Work order. Your reply should consist solely of the lines from the one containing "notation: point(504, 217)." through the end of the data, restated word for word.

**********

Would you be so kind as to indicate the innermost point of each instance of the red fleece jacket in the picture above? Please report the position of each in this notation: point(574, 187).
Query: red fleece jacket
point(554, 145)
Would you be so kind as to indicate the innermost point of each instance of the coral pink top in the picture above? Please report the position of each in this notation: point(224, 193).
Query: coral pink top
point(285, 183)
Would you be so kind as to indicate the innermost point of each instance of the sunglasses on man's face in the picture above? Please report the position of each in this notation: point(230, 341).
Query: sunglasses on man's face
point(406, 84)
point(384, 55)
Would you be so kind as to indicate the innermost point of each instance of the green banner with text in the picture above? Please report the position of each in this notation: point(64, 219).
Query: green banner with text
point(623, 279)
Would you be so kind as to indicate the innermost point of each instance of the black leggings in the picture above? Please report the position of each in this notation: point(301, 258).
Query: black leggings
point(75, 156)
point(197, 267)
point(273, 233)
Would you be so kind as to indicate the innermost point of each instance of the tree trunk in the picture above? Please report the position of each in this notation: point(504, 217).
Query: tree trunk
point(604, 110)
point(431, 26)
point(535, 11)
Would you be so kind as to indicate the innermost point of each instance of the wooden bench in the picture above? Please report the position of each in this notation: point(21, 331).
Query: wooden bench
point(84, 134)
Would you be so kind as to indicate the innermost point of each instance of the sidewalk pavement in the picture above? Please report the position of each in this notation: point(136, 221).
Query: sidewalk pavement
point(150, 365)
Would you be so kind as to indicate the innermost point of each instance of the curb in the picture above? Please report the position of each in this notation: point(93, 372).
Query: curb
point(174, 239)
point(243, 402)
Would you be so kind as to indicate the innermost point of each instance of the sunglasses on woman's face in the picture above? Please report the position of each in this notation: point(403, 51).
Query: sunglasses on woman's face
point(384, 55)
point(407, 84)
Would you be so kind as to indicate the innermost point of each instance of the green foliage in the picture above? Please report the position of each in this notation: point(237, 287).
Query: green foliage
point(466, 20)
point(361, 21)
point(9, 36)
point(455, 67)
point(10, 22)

**********

Response area.
Would you be so kind as to indicate the innermost point of each instance of the tree trunk in the picture above? Please report the position of each in this notation: point(504, 217).
Query: tree trunk
point(604, 110)
point(431, 26)
point(535, 11)
Would you be so kind as to indicate the innermost point of each instance of the wooden bench in the picture above? Please report the position of each in this notation: point(21, 331).
Query: wooden bench
point(84, 134)
Would you be so kind as to indicate the innermost point of each instance of the sidewalk pavement in the picture above? Please report the position of each in this notation: point(136, 221).
Query: sidewalk pavement
point(150, 365)
Would you be so kind as to indicate the innermost point of each instance of the curb in the picture above? Please report the position of each in this notation: point(93, 372).
Query: curb
point(174, 239)
point(243, 402)
Would you be so kind as to indicate the innermost point of each instance of the sunglasses on woman's face in the picture above? Please report the position of each in this notation: point(403, 51).
Query: sunglasses on woman's face
point(384, 55)
point(407, 84)
Would you be so kind as to indicate the innermost point of each instance of the green foliage in the picture above? Please report the position of each in this notation: point(237, 287).
Query: green foliage
point(466, 20)
point(361, 21)
point(9, 36)
point(455, 67)
point(10, 22)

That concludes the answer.